* Requirement
For each line below that holds the word "house", make a copy.
========================================================================
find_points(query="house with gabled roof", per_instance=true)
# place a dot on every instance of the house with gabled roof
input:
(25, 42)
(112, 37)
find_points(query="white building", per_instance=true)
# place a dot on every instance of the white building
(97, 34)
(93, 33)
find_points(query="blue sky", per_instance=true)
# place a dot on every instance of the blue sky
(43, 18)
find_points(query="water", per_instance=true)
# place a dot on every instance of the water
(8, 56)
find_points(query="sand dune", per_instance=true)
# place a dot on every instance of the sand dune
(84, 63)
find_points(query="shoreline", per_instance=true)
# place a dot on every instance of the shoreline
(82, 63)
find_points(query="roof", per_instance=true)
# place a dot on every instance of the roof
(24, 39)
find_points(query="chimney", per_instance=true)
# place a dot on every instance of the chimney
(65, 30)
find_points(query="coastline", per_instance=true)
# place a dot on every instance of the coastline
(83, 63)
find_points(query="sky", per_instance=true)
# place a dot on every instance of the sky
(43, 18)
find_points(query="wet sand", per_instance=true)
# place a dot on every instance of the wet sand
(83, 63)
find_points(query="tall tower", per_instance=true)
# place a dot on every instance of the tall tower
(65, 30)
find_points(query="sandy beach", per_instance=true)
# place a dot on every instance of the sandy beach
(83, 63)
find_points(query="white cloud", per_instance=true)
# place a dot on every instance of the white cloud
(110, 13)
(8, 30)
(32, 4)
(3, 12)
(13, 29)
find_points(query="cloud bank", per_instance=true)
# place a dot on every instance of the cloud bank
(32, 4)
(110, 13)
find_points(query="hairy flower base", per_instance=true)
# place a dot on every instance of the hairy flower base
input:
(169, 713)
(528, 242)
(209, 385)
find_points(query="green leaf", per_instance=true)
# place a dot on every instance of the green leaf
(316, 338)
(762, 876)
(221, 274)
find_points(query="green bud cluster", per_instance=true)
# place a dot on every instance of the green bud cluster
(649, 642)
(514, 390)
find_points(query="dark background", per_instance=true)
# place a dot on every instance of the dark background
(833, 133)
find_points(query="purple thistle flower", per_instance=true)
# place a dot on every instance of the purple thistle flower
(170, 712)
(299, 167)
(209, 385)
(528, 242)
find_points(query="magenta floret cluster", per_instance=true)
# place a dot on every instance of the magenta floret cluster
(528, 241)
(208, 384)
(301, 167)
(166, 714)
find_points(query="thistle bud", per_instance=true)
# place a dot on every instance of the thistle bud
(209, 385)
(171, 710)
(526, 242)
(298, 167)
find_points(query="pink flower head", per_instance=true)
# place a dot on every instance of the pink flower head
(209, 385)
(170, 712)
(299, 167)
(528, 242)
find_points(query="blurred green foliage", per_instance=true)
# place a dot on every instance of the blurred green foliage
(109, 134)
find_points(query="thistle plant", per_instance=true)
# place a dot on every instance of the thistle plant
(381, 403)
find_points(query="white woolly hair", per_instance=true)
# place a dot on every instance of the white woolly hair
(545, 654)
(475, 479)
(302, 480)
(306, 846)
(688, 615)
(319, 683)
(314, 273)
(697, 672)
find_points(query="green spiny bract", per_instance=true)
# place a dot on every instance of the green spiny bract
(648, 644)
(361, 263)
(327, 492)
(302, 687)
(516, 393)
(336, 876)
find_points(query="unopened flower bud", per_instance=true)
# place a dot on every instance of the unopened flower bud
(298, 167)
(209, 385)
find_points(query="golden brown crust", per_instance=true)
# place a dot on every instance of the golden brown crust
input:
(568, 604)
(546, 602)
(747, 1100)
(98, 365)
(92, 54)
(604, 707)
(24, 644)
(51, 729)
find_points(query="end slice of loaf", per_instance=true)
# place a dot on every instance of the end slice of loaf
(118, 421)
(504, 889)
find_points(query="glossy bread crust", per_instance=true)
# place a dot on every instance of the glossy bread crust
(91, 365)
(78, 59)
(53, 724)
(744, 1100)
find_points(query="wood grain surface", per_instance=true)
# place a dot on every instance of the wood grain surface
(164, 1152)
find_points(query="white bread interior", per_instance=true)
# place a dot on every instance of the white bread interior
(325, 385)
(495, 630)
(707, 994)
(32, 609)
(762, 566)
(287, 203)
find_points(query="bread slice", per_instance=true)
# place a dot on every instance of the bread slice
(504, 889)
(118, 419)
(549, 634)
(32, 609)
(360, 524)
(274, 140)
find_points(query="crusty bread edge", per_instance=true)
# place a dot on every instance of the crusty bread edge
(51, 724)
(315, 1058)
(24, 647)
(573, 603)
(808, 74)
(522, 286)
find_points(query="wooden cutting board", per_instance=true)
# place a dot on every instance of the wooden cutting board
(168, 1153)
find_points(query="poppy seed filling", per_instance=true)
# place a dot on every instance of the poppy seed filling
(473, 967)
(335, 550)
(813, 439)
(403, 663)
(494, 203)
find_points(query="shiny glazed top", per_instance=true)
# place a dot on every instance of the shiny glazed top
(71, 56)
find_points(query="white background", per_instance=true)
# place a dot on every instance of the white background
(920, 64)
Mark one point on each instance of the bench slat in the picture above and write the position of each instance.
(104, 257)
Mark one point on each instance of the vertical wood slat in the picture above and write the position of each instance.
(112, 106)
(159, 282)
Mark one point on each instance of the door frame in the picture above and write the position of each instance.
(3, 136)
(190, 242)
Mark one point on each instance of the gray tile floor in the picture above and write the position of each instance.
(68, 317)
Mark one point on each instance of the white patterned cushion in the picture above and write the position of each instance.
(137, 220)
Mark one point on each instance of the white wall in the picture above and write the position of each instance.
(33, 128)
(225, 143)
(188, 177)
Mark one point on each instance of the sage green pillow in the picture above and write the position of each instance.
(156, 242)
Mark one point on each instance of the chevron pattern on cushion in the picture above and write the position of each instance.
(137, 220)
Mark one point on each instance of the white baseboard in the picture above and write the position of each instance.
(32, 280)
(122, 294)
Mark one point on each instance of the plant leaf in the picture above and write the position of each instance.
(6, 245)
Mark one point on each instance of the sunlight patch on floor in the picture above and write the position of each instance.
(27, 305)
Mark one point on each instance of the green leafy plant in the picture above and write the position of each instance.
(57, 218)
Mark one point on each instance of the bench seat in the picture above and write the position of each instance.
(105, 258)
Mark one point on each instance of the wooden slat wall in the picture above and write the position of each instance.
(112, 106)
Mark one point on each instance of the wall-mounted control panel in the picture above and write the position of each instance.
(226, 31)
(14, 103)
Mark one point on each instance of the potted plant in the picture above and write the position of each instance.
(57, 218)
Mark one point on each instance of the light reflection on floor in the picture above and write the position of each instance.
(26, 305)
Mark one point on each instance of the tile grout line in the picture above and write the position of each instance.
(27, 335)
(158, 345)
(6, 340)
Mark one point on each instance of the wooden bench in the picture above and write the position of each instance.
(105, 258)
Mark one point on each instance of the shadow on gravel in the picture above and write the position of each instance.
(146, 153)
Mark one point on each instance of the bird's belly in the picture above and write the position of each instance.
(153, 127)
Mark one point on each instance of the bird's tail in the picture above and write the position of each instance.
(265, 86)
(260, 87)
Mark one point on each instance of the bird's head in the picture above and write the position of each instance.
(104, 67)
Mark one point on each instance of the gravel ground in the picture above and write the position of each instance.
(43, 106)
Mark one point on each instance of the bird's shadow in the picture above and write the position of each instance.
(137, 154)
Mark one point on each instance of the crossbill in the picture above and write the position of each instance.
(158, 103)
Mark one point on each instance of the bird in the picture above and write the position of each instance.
========================================================================
* Answer section
find_points(query="house with gabled roof", per_instance=true)
# place a dot on every instance of the house with gabled roof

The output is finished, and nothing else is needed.